Which of the lines below contain the string "target"? Copy each one.

▽

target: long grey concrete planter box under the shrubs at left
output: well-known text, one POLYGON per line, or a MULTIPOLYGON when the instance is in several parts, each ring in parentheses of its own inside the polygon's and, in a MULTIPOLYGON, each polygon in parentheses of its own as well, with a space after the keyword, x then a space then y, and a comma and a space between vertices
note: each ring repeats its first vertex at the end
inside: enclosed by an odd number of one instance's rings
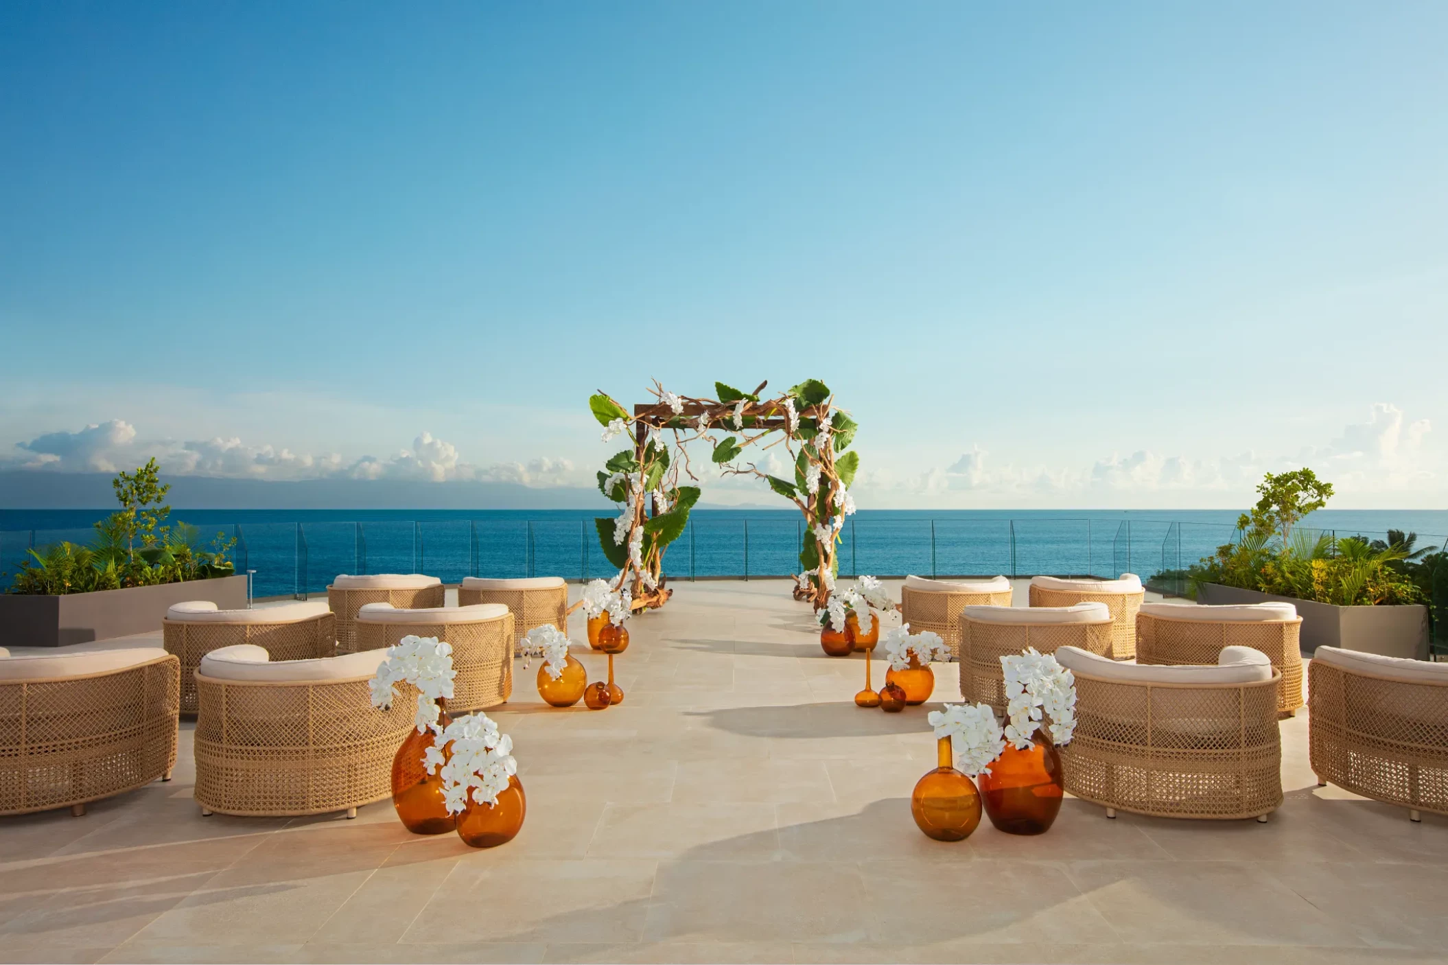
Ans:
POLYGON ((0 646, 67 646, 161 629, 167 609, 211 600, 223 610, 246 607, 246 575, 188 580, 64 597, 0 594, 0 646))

△
▽

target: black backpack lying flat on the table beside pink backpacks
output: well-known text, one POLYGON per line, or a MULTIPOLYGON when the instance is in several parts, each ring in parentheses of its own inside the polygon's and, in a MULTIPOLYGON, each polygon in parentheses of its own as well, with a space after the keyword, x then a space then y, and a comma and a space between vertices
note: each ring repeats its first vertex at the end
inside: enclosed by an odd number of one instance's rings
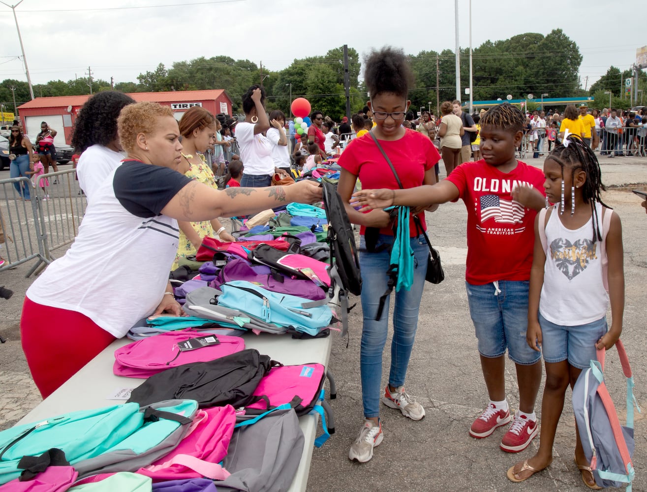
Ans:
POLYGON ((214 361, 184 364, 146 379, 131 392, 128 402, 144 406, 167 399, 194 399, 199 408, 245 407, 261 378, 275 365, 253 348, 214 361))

△

[REPLY]
target: long grey concrete planter box under the shrubs at left
target: black backpack lying flat on the table beside pink backpacks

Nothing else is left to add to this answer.